#### Brief A:
Format the entries from the line containing "of the curly" up to and including the line containing "(1044, 594)" as a JSON list of strings, one string per line, with blank lines left out.

#### Selection:
========

Last March Leinster team manager Guy Easterby told Billy Dardis that there wouldn't be a contract for him the following season. The province had signed James Lowe and the proliferation of back three players in the academy and senior playing squads meant that not all could continue to be accommodated; he was collateral damage in the shuffling of resources.
Dardis, just a couple of months past his 22nd birthday and in his first year out of the academy on a development contract, experienced the brutal side of professional sport. It came as a shock at the time. Hindsight inspired some self-recrimination as he upbraided himself for his naivety.
He could have seen it coming but immersed in the cocoon of national representative privilege at underage levels it desensitised him to outside presages. There is mitigation. Dardis was an outstanding schoolboy player, first with Newbridge College and then for the senior cycle with Terenure College.

========

#### Brief B:
According to the article on Billy Dardis, which schools did he play for as a schoolboy?

Items from a data source:
========

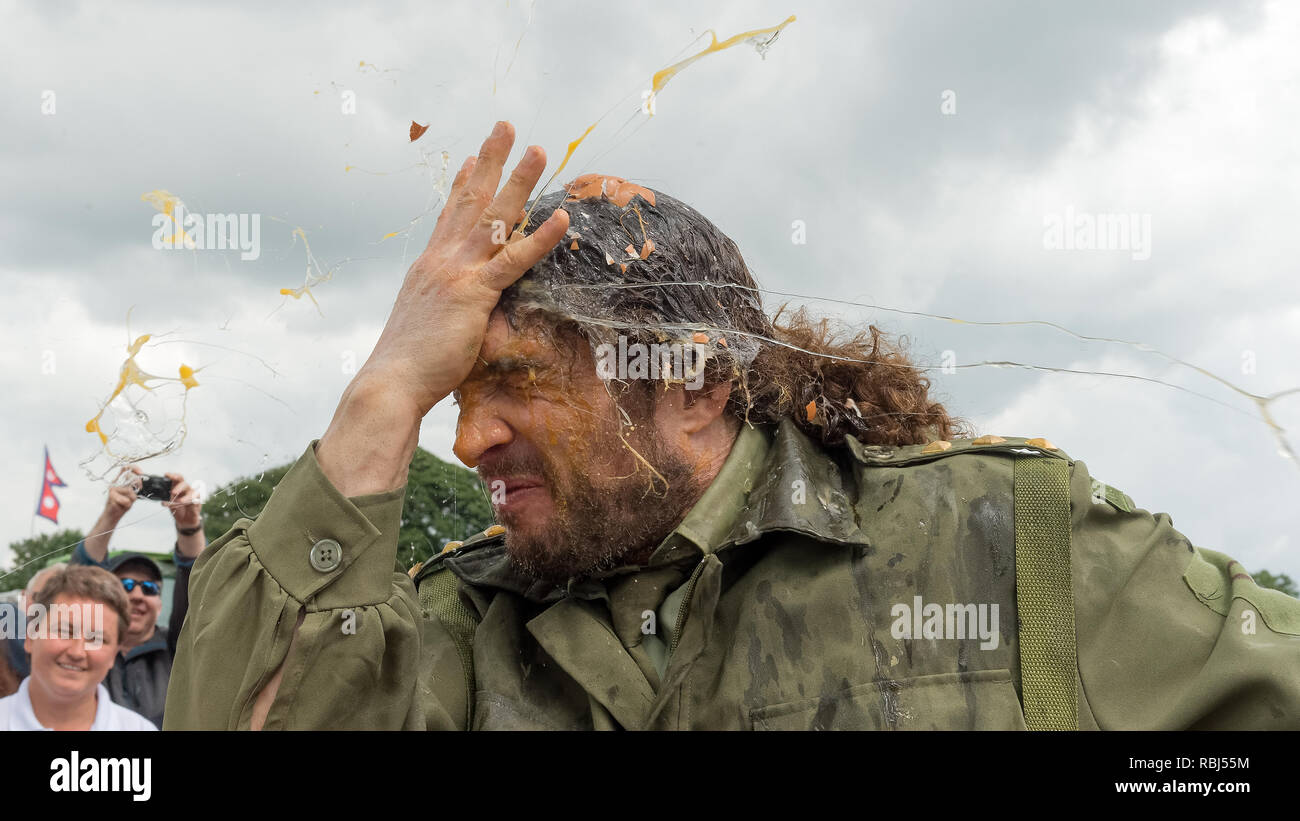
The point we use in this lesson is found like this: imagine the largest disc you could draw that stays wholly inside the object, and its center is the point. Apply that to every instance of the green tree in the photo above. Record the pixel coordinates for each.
(1279, 581)
(31, 555)
(443, 502)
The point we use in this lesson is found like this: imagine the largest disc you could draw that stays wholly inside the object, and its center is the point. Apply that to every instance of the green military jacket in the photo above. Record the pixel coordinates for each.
(982, 583)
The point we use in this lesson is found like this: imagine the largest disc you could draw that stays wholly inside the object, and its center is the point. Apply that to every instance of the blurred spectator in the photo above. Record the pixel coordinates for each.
(77, 622)
(139, 676)
(14, 664)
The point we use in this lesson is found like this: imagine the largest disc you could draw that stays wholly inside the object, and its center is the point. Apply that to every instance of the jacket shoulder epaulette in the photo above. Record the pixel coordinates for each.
(493, 535)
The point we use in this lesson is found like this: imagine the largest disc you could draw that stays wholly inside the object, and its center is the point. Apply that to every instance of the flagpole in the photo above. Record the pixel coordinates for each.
(31, 531)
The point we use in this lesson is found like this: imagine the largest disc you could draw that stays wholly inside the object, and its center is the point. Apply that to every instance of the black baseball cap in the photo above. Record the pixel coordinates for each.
(138, 559)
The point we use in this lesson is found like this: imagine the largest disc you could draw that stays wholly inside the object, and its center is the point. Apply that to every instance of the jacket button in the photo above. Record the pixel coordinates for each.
(326, 555)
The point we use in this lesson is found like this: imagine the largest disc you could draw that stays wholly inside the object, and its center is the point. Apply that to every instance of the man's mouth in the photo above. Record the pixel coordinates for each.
(511, 495)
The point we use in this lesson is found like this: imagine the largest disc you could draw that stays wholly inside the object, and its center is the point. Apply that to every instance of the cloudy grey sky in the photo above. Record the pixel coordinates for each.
(1183, 113)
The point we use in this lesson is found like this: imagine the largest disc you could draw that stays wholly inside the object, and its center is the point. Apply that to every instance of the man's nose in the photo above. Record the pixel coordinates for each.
(479, 428)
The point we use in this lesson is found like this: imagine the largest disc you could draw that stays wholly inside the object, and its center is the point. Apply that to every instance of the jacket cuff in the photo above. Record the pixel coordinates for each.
(304, 509)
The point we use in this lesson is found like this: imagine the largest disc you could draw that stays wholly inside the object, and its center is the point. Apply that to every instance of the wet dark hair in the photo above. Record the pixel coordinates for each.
(830, 381)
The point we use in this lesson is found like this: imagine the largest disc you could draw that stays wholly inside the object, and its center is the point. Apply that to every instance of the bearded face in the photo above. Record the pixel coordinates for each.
(580, 482)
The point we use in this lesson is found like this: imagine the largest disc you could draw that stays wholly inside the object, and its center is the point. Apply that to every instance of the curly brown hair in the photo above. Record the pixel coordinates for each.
(689, 283)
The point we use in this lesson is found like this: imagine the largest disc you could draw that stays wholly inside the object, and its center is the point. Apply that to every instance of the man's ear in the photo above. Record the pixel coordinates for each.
(690, 411)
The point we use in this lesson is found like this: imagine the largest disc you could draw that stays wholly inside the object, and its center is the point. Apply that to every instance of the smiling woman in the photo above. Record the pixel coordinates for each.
(79, 617)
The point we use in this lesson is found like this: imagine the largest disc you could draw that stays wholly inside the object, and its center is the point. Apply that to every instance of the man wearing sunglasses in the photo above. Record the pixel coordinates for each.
(143, 665)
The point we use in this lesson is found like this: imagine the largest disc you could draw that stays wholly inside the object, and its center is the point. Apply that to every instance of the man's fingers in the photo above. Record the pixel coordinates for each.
(458, 185)
(477, 192)
(520, 255)
(501, 217)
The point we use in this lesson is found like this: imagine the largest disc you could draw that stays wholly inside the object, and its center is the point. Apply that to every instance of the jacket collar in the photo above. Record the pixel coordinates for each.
(775, 479)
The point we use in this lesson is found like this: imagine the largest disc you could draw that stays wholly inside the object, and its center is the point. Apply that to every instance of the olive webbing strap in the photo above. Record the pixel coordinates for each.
(440, 596)
(1044, 594)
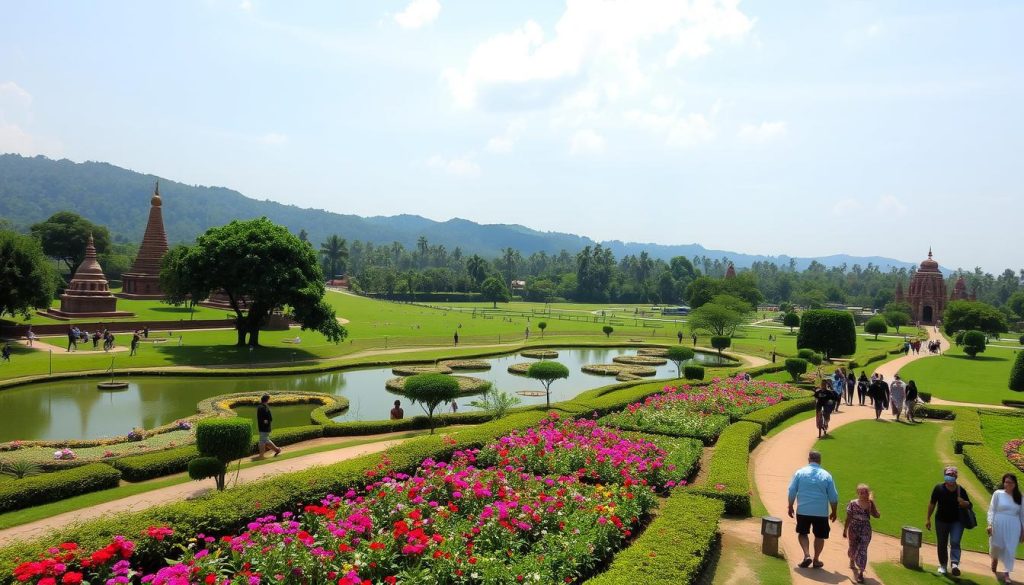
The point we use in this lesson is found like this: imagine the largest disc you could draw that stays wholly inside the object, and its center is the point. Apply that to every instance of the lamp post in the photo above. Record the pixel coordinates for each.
(771, 528)
(909, 554)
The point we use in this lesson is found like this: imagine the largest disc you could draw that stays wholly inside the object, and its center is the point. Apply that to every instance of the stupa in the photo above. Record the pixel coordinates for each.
(142, 281)
(927, 294)
(88, 294)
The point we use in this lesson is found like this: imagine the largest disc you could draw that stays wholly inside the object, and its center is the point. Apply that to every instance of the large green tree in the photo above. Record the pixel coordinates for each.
(260, 266)
(967, 315)
(65, 235)
(28, 280)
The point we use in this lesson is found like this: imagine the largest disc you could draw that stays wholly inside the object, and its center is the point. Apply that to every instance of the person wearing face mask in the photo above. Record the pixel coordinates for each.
(947, 500)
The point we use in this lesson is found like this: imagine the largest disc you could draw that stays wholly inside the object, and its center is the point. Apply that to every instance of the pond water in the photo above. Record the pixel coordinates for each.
(75, 409)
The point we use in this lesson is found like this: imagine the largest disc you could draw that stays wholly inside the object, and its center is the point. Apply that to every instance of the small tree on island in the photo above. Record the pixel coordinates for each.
(974, 342)
(429, 390)
(219, 442)
(876, 326)
(678, 353)
(495, 290)
(547, 371)
(791, 320)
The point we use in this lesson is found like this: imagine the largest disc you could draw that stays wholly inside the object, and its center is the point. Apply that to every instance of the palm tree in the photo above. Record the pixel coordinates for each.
(335, 253)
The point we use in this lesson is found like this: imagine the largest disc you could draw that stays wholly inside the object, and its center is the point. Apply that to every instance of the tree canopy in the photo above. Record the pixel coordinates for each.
(28, 280)
(260, 266)
(65, 235)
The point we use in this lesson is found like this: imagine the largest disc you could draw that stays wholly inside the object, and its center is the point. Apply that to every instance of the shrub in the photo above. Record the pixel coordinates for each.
(987, 465)
(769, 417)
(796, 367)
(56, 486)
(728, 470)
(150, 465)
(721, 342)
(206, 467)
(830, 332)
(812, 357)
(693, 372)
(974, 342)
(674, 548)
(1017, 373)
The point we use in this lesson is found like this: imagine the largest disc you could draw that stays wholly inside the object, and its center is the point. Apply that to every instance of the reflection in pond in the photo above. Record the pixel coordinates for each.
(75, 409)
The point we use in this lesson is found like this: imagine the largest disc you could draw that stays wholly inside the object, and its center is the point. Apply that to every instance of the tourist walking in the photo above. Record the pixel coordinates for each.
(815, 492)
(948, 498)
(1006, 526)
(857, 529)
(897, 395)
(823, 399)
(862, 384)
(911, 401)
(264, 419)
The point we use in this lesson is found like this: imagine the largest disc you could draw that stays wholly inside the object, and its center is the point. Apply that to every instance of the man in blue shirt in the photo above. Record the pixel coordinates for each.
(815, 490)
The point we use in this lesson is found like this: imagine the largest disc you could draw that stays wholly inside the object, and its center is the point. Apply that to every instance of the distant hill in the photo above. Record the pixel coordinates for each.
(33, 189)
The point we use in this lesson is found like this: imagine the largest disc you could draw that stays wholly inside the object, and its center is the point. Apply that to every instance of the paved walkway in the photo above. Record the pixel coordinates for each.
(773, 463)
(194, 489)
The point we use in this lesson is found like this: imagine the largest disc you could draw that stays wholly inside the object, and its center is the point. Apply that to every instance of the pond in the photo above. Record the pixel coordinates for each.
(75, 409)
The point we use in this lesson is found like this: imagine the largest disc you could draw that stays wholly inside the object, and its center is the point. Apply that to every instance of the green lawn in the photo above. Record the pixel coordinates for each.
(901, 463)
(954, 376)
(892, 574)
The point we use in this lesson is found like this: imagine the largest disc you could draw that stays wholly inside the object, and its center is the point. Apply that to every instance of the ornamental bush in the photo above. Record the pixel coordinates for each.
(796, 367)
(1017, 373)
(974, 342)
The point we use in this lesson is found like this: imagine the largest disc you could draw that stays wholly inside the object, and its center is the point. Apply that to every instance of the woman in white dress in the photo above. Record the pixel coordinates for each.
(1006, 526)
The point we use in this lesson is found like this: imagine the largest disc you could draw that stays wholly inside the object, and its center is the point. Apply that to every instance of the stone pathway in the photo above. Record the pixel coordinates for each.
(773, 463)
(193, 489)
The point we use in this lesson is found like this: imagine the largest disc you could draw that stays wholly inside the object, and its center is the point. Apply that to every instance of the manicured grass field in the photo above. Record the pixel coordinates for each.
(892, 574)
(954, 376)
(901, 463)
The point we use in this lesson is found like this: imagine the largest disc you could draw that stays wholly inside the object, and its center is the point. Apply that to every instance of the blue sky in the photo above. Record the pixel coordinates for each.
(774, 127)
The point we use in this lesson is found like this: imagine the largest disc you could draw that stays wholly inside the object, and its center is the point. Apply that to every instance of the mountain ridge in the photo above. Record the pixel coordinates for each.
(32, 189)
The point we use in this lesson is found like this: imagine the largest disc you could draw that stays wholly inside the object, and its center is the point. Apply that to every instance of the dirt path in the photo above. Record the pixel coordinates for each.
(773, 463)
(194, 489)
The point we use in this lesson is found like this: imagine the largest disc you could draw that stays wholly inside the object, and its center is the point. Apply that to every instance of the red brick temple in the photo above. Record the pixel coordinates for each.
(88, 294)
(927, 294)
(142, 281)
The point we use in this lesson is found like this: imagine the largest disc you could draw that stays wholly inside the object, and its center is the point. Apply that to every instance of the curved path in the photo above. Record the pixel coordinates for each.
(190, 490)
(773, 463)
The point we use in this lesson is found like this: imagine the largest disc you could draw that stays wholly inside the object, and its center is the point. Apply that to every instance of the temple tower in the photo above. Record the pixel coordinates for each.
(88, 294)
(927, 294)
(142, 281)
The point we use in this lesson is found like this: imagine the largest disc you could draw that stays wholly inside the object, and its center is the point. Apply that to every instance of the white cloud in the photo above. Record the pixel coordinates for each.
(891, 206)
(463, 166)
(419, 13)
(587, 142)
(763, 132)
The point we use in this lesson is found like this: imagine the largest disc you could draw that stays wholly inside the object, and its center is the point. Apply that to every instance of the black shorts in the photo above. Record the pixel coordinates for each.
(819, 525)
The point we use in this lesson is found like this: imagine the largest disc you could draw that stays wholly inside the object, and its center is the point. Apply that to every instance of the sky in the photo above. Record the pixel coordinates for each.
(757, 126)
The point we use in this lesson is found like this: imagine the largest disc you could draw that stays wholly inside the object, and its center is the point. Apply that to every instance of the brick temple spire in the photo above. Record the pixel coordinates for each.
(142, 281)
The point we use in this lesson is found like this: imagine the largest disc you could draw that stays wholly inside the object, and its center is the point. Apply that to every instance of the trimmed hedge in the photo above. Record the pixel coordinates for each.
(56, 486)
(151, 465)
(674, 548)
(987, 465)
(771, 416)
(728, 476)
(967, 429)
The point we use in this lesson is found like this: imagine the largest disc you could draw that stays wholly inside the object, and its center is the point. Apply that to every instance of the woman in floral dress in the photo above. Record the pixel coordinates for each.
(857, 529)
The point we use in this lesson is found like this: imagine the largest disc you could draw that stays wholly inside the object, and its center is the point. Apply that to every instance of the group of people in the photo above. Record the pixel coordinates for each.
(816, 498)
(899, 397)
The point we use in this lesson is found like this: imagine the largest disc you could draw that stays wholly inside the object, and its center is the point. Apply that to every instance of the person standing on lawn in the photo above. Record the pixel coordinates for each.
(948, 498)
(263, 421)
(857, 529)
(815, 491)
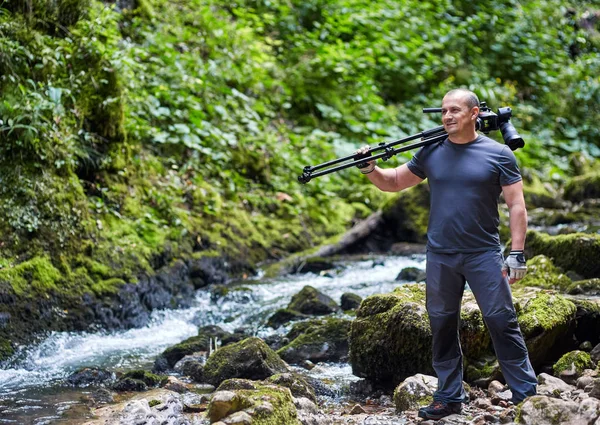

========

#### Complete response A:
[
  "The point we use in this lesson is found like this: imagine the largest disc you could draw that stays wholly inside the object, and its center is the point. Apply that to every instance of the curly brown hair in the photo above. Record the pixel coordinates for each.",
  "(689, 283)",
  "The point we use in this lesson is found like this: imagine the largest disc you could draw that stays wholly inside the object, and its center is the point. Apply that to every instance of the man's ear in the photo above. Record the pixel coordinates for each.",
  "(690, 411)",
  "The point we use in this lesson is found like this: imagine the largest disc you could draw that stays wholly inside the object, and its center is the point. Apply that to every instance of the smiling woman in the photo above. Record the pixel coordinates for each.",
  "(79, 617)",
  "The point we use in this lesson is found like this: imagine the largest disc you could draw that stays wholly inside the object, and its center is the point. Apply that to every instance of the man wearing sunglasses in the photo above. Record the pixel coordinates for each.",
  "(143, 665)",
  "The point we use in this lesson is found like this: imagine the largest disc you could draw that stays wholly inside the object, and its center is the point. Apply that to every instance of the man's fingers in the photo above. Record the pixel coordinates for each.",
  "(458, 185)",
  "(477, 192)",
  "(520, 255)",
  "(501, 217)",
  "The point we use in this lesson is found like this: imagine the largest disc you could draw that stays wholly inside the object, and its center is the point. Apply that to every instance of the jacket collar in the photo above. Record the pixel coordinates for each.",
  "(775, 479)",
  "The point we use in this lesson is found like this: imagine the largest disc you could draw that stays wholly inside the object, and its center is the point. Apply that to every instance of the olive webbing strap in the photo above. Record the pixel coordinates for each.",
  "(440, 596)",
  "(1044, 594)"
]

#### Complete response B:
He played first for Newbridge College and then for Terenure College in the senior cycle.